## Task to carry out
Count the lines in the material below that contain the string "query". Reply with that number alone.

## Given information
## start

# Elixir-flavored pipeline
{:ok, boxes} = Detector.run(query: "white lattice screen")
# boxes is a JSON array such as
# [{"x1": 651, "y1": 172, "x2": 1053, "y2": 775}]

## end
## start

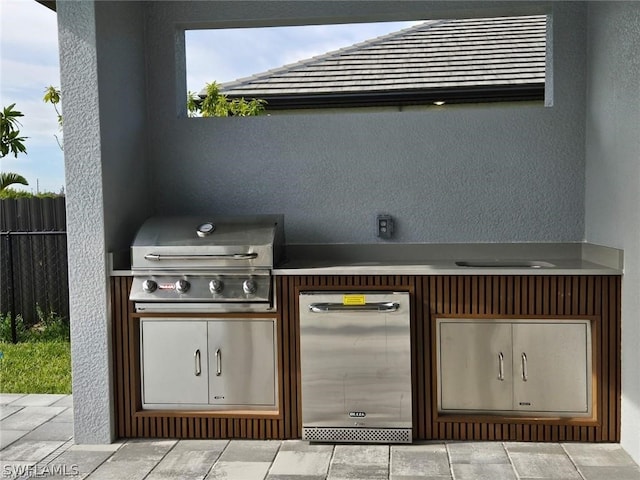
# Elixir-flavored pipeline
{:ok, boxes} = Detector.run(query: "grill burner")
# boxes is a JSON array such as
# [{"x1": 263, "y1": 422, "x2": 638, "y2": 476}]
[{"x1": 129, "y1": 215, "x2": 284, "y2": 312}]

## end

## Result of this task
2